→ **TASK DETAILS**
Copy the data word for word, keeping every line.

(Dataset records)
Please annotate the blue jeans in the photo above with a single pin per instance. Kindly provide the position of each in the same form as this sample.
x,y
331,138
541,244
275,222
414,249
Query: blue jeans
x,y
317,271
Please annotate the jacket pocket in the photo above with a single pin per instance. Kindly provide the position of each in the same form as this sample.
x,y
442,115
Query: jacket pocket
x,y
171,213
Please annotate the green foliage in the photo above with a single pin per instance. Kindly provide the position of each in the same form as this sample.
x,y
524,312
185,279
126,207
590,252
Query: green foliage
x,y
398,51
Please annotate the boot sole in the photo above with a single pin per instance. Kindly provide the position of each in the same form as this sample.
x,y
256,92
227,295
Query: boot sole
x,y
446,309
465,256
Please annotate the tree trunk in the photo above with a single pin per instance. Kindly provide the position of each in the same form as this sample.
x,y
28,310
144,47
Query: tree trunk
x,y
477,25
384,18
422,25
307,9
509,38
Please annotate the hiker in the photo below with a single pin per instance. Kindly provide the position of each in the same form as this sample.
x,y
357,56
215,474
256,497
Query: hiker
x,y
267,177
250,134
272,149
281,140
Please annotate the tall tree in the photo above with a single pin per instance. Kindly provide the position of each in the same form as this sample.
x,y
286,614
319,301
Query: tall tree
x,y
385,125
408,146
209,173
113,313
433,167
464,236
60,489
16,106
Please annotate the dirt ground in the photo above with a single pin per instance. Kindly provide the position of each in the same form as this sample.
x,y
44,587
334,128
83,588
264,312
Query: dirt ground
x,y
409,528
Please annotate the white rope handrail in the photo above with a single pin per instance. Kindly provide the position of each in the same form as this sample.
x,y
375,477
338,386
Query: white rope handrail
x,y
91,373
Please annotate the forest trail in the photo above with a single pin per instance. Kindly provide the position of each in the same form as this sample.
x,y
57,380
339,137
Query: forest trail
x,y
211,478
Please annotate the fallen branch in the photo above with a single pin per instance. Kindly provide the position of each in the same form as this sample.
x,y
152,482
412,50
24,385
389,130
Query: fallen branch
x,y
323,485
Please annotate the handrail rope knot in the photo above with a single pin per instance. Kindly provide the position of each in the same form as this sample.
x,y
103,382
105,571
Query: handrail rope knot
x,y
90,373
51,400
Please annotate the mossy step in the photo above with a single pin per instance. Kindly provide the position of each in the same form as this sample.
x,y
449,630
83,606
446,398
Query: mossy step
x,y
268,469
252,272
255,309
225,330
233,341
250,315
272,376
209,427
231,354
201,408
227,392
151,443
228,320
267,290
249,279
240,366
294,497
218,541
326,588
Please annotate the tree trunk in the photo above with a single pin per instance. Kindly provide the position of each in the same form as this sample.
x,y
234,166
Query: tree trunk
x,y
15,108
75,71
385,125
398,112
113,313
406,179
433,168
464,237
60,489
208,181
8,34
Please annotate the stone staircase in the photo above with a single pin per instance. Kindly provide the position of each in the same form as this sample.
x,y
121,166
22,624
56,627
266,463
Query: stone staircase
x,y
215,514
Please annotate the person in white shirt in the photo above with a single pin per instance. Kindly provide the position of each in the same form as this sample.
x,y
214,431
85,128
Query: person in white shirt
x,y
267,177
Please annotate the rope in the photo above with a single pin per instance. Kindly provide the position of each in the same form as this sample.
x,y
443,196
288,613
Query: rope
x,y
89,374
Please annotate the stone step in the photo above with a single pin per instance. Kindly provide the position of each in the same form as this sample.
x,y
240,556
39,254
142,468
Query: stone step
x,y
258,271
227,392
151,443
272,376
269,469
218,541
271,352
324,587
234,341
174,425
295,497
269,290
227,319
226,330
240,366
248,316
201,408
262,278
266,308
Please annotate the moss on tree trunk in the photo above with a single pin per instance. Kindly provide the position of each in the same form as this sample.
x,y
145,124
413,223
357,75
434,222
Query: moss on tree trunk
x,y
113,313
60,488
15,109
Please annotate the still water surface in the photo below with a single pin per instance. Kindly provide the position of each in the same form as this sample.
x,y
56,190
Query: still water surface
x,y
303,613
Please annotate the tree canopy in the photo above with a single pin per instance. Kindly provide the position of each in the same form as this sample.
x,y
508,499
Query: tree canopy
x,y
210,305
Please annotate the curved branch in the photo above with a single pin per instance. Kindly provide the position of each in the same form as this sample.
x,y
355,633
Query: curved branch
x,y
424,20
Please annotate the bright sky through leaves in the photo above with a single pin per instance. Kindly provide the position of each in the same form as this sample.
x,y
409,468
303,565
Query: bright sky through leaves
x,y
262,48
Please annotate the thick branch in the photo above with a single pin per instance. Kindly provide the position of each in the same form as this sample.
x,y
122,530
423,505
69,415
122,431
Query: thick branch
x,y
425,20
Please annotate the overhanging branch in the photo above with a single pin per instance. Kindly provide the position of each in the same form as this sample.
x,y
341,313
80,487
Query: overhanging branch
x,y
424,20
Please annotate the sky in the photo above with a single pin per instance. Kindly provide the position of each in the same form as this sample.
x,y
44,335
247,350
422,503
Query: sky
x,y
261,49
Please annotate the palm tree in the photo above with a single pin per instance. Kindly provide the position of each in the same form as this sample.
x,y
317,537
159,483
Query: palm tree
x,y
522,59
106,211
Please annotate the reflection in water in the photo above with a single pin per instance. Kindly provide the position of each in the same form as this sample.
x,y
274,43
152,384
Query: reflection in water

→ **SOLUTION TO THE EXERCISE**
Please annotate the blue jeans in the photo above with a single pin per instance. Kindly provide the position of each in the same form as this sample.
x,y
331,138
541,244
275,222
414,249
Query: blue jeans
x,y
317,271
Please annotate the jacket pocket in the photo above with a single pin per instance. Kindly provide the position of each in the same form as this sample.
x,y
442,115
Query: jacket pocket
x,y
171,213
Please annotate the green foliage in the photo above with a single pin per instance. Kindly provide the position of each in the same form as this sample.
x,y
524,312
185,279
126,207
590,252
Query: green foliage
x,y
398,51
Please annotate the boot sole in the photo above with a single pin per instance. Kindly provide the position of each in the same form as this sample.
x,y
256,92
227,295
Query: boot sole
x,y
446,309
465,256
Please annotate the tree trunk in the photo above with a single pin per instance. Kindly provide the position of each in the same form as this sample.
x,y
28,310
144,47
Query: tree trunk
x,y
477,25
384,18
422,25
307,9
509,38
Please annotate the hiker in the photo below with a single pin per instance. Kindly provide the position of each in the same form as this sample.
x,y
357,56
215,474
256,497
Query: hiker
x,y
267,177
250,134
272,149
281,140
Please annotate the tall tree in the photo above with a single pin per instance. Kindly provide the position of each in the same form as this sample.
x,y
286,614
319,301
Query: tall tree
x,y
385,125
408,146
209,173
113,313
433,167
464,236
60,489
16,106
Please annotate the dirt ground in the photo above with a single pin per instance. Kindly provide the position of each in the same form as this sample.
x,y
44,587
334,128
83,588
264,312
Query: dirt ground
x,y
409,528
Please annotate the white rope handrail in the photo above with a single pin per instance. Kindly provide the position of each in the same form as this sample.
x,y
375,477
338,386
Query: white rope handrail
x,y
91,373
Please annotate the forest trail in the photo above with a single pin per instance. Kindly provide the position of each in the same form as this sample.
x,y
57,380
339,137
Query: forest trail
x,y
211,478
Please annotate the fallen branch in the photo above with a single pin per instance. Kindly provide the position of each in the same form as this sample.
x,y
152,482
412,50
24,385
389,130
Query: fallen branch
x,y
323,485
Please annotate the handrail rope knot in the photo above with a single pin per instance. Kindly provide the position of each in the same form as this sample.
x,y
103,382
105,571
Query: handrail rope knot
x,y
90,373
51,400
Please annotate the mossy step in the photo above with a single pin per instance. Kindly provide the position of each in the same form as this sample.
x,y
449,630
83,606
446,398
Query: mossy step
x,y
268,469
252,272
255,309
225,330
233,341
250,315
272,376
209,427
231,354
201,408
227,392
151,443
228,320
267,290
249,279
240,366
294,497
218,541
326,588
Please annotate the tree trunk in the photo above with a single pin per instance. Kindly provide the position of each in the same form as this sample.
x,y
234,166
Query: tree trunk
x,y
15,108
75,71
385,125
398,112
113,313
406,179
433,168
464,237
60,489
208,181
8,34
Please annotate the stone staircase in the photo above with a single pin per instance. Kindly provide the position of each in the same form as this sample.
x,y
121,166
22,624
56,627
266,463
Query: stone staircase
x,y
215,514
Please annotate the person in white shirt in the photo above with a single pin per instance. Kindly provide the position of each in the same form as this sample.
x,y
214,431
85,128
Query: person in white shirt
x,y
267,177
Please annotate the rope in the photo above with a single pin per instance. Kindly provide the position of each in the same form as this sample.
x,y
443,196
288,613
Query: rope
x,y
89,374
Please annotate the stone step in the photo above with a single pin per instance. Kindly provide the position of each in the same form as this sample.
x,y
240,556
39,254
142,468
Query: stone step
x,y
258,271
227,392
151,443
272,376
269,469
218,541
271,352
324,587
234,341
174,425
295,497
269,290
227,319
226,330
240,366
248,316
201,408
262,278
266,308
Please annotate the moss on tree trunk in the photo above with a single pin per instance. Kindly provide the position of each in the same form as this sample.
x,y
145,124
413,223
357,75
434,222
Query: moss on tree trunk
x,y
113,313
60,488
15,109
Please annotate the still water surface in the photo below with a single pin per instance. Kindly provide the position of each in the same form as this sample.
x,y
56,190
Query: still water surface
x,y
303,613
Please annotate the tree canopy in the photo above with a single pin per instance. Kindly provide the position of each in the same form as this sample.
x,y
508,499
Query: tree canopy
x,y
210,305
Please annotate the curved branch in the photo above with a single pin per instance. Kindly provide the position of each in the same form as this sample.
x,y
355,633
Query: curved branch
x,y
424,20
Please annotate the bright sky through leaves in the photo above with a single pin per instance. Kindly provide the position of each in the same form as this sample.
x,y
409,468
303,565
Query: bright sky through leaves
x,y
262,48
Please annotate the thick branch in the photo above with a single pin per instance. Kindly provide the position of each in the same form as this sample.
x,y
122,530
423,505
69,415
122,431
Query: thick branch
x,y
425,20
Please annotate the overhanging branch in the photo above with a single pin per instance. Kindly provide the position of each in the same form as this sample.
x,y
341,313
80,487
Query: overhanging branch
x,y
424,20
Please annotate the sky in the photo above with a single pin per instance. Kindly provide the position of each in the same form as this sample.
x,y
44,335
247,350
422,503
Query: sky
x,y
261,49
Please annotate the palm tree in the photo above with a single pin per instance. Kindly provide the position of each in the same form as this sample.
x,y
317,537
159,483
Query: palm tree
x,y
522,59
106,211
Please annotate the reflection in water in the photo above with a single pin per instance. Kindly provide the position of each in the same form as this sample.
x,y
274,43
152,384
Query: reflection in water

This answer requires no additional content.